■ **STATED PROBLEM**
Rewrite every line of the entries below as a numbered list, one line per number, and omit any blank lines.

>> Begin

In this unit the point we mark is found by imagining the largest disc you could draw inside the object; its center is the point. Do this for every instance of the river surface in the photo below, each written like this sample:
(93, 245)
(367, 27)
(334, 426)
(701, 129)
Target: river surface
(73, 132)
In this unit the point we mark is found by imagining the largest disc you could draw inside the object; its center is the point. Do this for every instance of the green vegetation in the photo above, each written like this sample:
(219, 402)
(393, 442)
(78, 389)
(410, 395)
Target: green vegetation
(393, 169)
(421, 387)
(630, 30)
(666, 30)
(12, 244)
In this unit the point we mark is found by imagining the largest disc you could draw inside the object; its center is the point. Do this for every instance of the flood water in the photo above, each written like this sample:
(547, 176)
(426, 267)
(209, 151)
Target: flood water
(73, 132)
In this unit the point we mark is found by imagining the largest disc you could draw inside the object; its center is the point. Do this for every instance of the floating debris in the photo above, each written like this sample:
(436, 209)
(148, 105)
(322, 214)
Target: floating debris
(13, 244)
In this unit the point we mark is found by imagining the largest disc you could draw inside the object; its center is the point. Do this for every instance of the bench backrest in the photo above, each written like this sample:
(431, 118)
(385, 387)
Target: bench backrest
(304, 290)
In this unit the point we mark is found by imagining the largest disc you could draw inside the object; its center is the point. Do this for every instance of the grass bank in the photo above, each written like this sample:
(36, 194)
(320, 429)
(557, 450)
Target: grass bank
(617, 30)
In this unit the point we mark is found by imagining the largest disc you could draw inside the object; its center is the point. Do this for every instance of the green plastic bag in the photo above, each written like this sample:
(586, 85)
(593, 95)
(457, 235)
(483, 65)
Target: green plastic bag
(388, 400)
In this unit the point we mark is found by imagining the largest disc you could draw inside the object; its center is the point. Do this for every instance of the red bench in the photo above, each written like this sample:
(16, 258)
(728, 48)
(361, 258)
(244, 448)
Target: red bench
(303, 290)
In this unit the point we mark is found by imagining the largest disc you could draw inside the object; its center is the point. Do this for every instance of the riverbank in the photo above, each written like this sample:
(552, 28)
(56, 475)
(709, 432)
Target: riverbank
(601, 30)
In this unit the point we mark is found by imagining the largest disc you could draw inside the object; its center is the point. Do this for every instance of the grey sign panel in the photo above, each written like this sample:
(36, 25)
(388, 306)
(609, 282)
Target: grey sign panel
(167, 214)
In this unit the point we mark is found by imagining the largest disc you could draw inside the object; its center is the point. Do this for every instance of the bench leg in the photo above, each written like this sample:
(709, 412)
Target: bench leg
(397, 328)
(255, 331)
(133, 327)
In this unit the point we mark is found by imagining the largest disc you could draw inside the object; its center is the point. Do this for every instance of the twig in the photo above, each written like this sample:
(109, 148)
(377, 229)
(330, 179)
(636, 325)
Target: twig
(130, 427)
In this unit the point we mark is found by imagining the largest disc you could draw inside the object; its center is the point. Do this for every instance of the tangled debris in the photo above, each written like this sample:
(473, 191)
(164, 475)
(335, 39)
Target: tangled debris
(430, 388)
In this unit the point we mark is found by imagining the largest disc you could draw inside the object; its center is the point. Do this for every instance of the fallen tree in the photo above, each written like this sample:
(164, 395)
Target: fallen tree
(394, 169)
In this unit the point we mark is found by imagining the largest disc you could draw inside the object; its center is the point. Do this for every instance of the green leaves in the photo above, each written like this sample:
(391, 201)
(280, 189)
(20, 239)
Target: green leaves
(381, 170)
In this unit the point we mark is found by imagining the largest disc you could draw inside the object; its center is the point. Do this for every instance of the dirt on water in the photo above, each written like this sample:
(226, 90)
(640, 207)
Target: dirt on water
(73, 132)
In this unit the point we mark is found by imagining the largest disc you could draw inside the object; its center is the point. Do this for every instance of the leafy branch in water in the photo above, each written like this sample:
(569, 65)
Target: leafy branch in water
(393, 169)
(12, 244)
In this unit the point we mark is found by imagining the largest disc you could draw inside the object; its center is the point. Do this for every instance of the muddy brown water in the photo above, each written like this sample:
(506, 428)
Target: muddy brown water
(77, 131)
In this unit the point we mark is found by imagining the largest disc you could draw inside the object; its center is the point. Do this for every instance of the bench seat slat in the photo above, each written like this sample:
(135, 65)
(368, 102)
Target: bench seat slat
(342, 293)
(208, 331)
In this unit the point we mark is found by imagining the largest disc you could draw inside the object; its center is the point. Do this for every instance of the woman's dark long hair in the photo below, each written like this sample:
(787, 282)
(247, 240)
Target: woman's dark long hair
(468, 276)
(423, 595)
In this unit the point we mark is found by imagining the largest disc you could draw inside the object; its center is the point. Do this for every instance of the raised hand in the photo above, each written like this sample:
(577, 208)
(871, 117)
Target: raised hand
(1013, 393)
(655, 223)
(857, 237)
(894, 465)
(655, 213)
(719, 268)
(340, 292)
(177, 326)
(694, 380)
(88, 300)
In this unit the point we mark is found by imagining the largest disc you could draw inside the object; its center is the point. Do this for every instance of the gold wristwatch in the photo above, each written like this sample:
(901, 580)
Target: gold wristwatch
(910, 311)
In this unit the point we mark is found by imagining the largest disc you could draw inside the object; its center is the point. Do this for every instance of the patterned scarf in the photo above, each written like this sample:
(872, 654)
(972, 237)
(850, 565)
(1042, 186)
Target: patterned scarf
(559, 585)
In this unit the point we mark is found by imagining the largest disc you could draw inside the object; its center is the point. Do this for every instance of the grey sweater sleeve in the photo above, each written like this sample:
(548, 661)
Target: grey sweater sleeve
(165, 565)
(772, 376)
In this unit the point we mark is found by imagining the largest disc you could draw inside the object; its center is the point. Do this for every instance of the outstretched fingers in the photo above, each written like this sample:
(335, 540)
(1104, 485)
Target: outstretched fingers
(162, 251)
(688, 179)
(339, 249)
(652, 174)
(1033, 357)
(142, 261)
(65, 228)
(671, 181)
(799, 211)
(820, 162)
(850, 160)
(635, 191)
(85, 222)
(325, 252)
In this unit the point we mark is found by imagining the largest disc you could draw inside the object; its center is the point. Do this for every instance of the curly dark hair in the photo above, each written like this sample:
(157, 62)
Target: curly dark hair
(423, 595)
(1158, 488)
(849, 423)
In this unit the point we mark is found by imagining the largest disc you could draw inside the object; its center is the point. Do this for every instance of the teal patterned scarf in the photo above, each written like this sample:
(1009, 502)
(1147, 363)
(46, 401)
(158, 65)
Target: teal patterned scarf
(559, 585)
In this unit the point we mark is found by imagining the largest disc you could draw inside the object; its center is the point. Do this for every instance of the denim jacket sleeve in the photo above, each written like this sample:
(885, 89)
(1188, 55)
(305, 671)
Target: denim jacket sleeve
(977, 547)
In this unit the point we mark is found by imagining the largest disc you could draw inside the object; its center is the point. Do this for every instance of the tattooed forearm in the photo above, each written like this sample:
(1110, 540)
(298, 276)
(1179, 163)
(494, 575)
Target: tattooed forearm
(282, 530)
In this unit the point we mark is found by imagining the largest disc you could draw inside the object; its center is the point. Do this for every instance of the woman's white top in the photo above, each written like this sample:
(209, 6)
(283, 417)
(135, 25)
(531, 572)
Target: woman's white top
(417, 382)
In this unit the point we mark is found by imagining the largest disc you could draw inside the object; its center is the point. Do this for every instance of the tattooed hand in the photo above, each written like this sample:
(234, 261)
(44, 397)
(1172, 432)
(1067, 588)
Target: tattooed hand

>> End

■ **REPLY TO THE EXERCISE**
1. In this unit the point we mark is found by imagining the largest disc you could draw inside the object; its center is the point. Do this for every instance of the river surface in the photo below, each written like this sample:
2. (93, 245)
3. (367, 27)
4. (334, 426)
5. (701, 129)
6. Target: river surface
7. (73, 132)
8. In this unit the point we mark is found by imagining the largest disc you could draw inside the object; its center is the point. Do this for every instance of the green vegetation in the photo above, each written like this sample:
9. (219, 402)
10. (393, 442)
11. (78, 389)
12. (410, 395)
13. Target: green vegetation
14. (393, 169)
15. (421, 387)
16. (630, 30)
17. (666, 30)
18. (12, 244)
19. In this unit the point we mark is found by imagining the largest disc you could draw inside the object; its center is the point. Do this for every instance of the flood water in the photo above, each written like this sample:
20. (547, 176)
21. (426, 267)
22. (209, 151)
23. Target: flood water
24. (73, 132)
25. In this unit the point we mark is found by imagining the largest disc you could draw inside the object; its center is the point. Do this for every instance of the floating debris in the photo above, each written like this sample:
26. (436, 209)
27. (148, 105)
28. (322, 214)
29. Target: floating debris
30. (13, 244)
31. In this unit the point we mark is found by imagining the largest disc you could draw inside the object; its center is the point. Do this for every instance of the bench backrest in the photo above, each written like this sample:
32. (431, 118)
33. (385, 387)
34. Target: bench backrest
35. (304, 290)
36. In this unit the point we mark is found by imagining the largest disc you could draw inside the object; its center is the point. Do this for every instance of the grass bank in the photo above, each written like this sample:
37. (36, 194)
38. (320, 429)
39. (557, 450)
40. Target: grass bank
41. (617, 30)
42. In this unit the point we mark is found by imagining the largest disc you could draw inside the object; its center is the point. Do this for every instance of the green plastic bag in the photo above, each written like this sample:
43. (586, 85)
44. (593, 95)
45. (457, 235)
46. (483, 65)
47. Target: green plastic bag
48. (388, 400)
49. In this unit the point we mark is found by imagining the largest disc you could draw inside the object; its center is the point. Do this for every instance of the red bench in the photo above, each written like this sample:
50. (16, 258)
51. (728, 48)
52. (361, 258)
53. (244, 448)
54. Target: red bench
55. (303, 290)
56. In this unit the point we mark is found by imagining the largest disc you could draw inside the object; its center is the point. Do this for every instance of the riverbank in the photo above, each written like this sample:
57. (552, 28)
58. (56, 475)
59. (709, 432)
60. Target: riverbank
61. (601, 30)
62. In this unit the point we mark is found by imagining the largest disc you could draw inside the object; its center is the point. Do this for every instance of the grey sign panel in the photo above, each written like this sample:
63. (36, 25)
64. (388, 306)
65. (609, 282)
66. Target: grey sign panel
67. (167, 214)
68. In this unit the point we mark is found by imagining the largest disc you could draw inside the object; its center is the point. Do this for every instance of the bench leg in the photo above, each written like this sample:
69. (709, 412)
70. Target: bench leg
71. (397, 328)
72. (255, 331)
73. (133, 327)
74. In this unit the point we mark is found by imagining the largest disc you could draw inside the object; its center is the point. Do this for every instance of the twig in the photo above, each written like this sample:
75. (109, 148)
76. (377, 229)
77. (330, 179)
78. (636, 325)
79. Target: twig
80. (130, 427)
81. In this unit the point we mark is found by imagining the largest disc you could draw inside the object; its center is the point. Do this for every instance of the tangled debris in the photo above, each written like this sample:
82. (473, 191)
83. (164, 475)
84. (335, 39)
85. Target: tangled debris
86. (430, 388)
87. In this unit the point we mark is found by imagining the largest disc you could draw inside the object; its center is the point. Do this for every instance of the fallen tree in the photo above, each written like this sample:
88. (164, 395)
89. Target: fallen tree
90. (394, 169)
91. In this unit the point we mark is found by imagining the largest disc you could draw inside the object; its center is the point. Do this for every instance of the green leaves in the photo above, each written like this sample:
92. (391, 201)
93. (280, 189)
94. (20, 239)
95. Target: green leaves
96. (381, 170)
97. In this unit the point we mark is found by imagining the largest disc you could draw inside the object; its center is the point. Do this for every instance of the dirt on water in the photo above, each written like this sample:
98. (226, 90)
99. (640, 207)
100. Target: dirt on water
101. (73, 132)
102. In this unit the point we mark is found by imagining the largest disc you could draw inside the object; its center is the point. Do this for every instance of the leafy branch in water in the photo above, each written like this sample:
103. (569, 65)
104. Target: leafy branch in water
105. (393, 169)
106. (12, 244)
107. In this unit the point we mark is found by imagining the largest disc you could draw inside the object; its center is the point. Do this for every instance of the muddy brown water in the photo above, each written like this sample:
108. (506, 428)
109. Target: muddy brown water
110. (77, 131)
111. In this unit the point we mark is found by imagining the largest disc you could draw inside the object; its center is the point. Do this for every instance of the bench seat slat in the photo above, each written like this sample:
112. (135, 65)
113. (368, 102)
114. Target: bench seat slat
115. (342, 293)
116. (208, 331)
117. In this unit the point we mark is found by imagining the largest disc you could draw inside the object; its center is the point. Do this for every instance of the woman's dark long hair in the photo below, each written like this sample:
118. (787, 282)
119. (247, 240)
120. Target: woman's dark long hair
121. (468, 276)
122. (423, 595)
123. In this unit the point we mark is found by imagining the largest disc you could draw inside the object; its center is the point. Do this for every instance of the raised hand in the photo above, each written like this sample:
124. (577, 208)
125. (871, 117)
126. Target: raised hand
127. (1013, 393)
128. (655, 223)
129. (857, 237)
130. (894, 465)
131. (655, 213)
132. (719, 268)
133. (340, 292)
134. (177, 326)
135. (694, 380)
136. (88, 300)
137. In this unit the point we mark is found by imagining the largest disc you could draw inside the object; its center is the point. Do this for every instance of the gold wristwatch in the photo above, each written like this sample:
138. (901, 580)
139. Target: gold wristwatch
140. (910, 311)
141. In this unit the point we mark is found by imagining the largest disc you could draw inside the object; its center is the point. Do this for every instance of the patterned scarf in the photo above, each written like this sample:
142. (872, 654)
143. (972, 237)
144. (850, 565)
145. (1042, 186)
146. Target: patterned scarf
147. (559, 585)
148. In this unit the point we mark is found by imagining the largest disc you could draw inside the object; its center is the point. Do this for every instance of the grey sweater sleeve in the photo above, each written like this sample:
149. (548, 661)
150. Target: grey sweater sleeve
151. (165, 565)
152. (772, 376)
153. In this unit the point we mark is found by imagining the largest disc you could draw inside the object; its center is the point. Do this for every instance of the outstretched fingers in the photo above, each written like this sample:
154. (335, 540)
155. (1104, 485)
156. Target: outstretched fingers
157. (162, 251)
158. (688, 179)
159. (339, 249)
160. (652, 174)
161. (1033, 357)
162. (142, 261)
163. (65, 228)
164. (671, 181)
165. (799, 211)
166. (820, 162)
167. (850, 160)
168. (635, 191)
169. (85, 222)
170. (325, 252)
171. In this unit the point we mark is found by imagining the largest disc you could draw inside the object; its center is the point. Do this for every instance of the curly dark hair in the photo above, each written like this sample:
172. (157, 62)
173. Target: curly dark hair
174. (423, 595)
175. (1158, 488)
176. (849, 423)
177. In this unit the point we mark is found by imagining the largest disc you could draw inside the object; its center is the point. Do this for every instance of the teal patterned scarf in the photo above, each written like this sample:
178. (1009, 502)
179. (1147, 363)
180. (46, 401)
181. (158, 65)
182. Target: teal patterned scarf
183. (559, 585)
184. In this unit the point we mark is found by imagining the largest disc you could draw inside the object; its center is the point. Do this for every instance of the denim jacket sleeve in the photo above, each written like this sample:
185. (885, 89)
186. (1188, 55)
187. (305, 671)
188. Target: denim jacket sleeve
189. (977, 547)
190. In this unit the point we mark is found by imagining the largest disc you could draw inside the object; its center is the point. Do this for every instance of the tattooed forearm in the photo above, each written like this sample:
191. (1110, 540)
192. (298, 276)
193. (1179, 163)
194. (494, 575)
195. Target: tattooed forearm
196. (282, 530)
197. In this unit the point we mark is found by imagining the largest disc you could draw inside the object; its center is the point. Do this for every instance of the woman's white top in the photo above, each written like this sample:
198. (209, 6)
199. (283, 417)
200. (135, 25)
201. (531, 572)
202. Target: woman's white top
203. (417, 382)
204. In this unit the point we mark is found by imagining the largest disc you could draw inside the object; its center is the point. Do this for every instance of the tattooed hand in the photo above, each written like this sample:
205. (234, 261)
206. (44, 397)
207. (1172, 432)
208. (1067, 588)
209. Target: tattooed hand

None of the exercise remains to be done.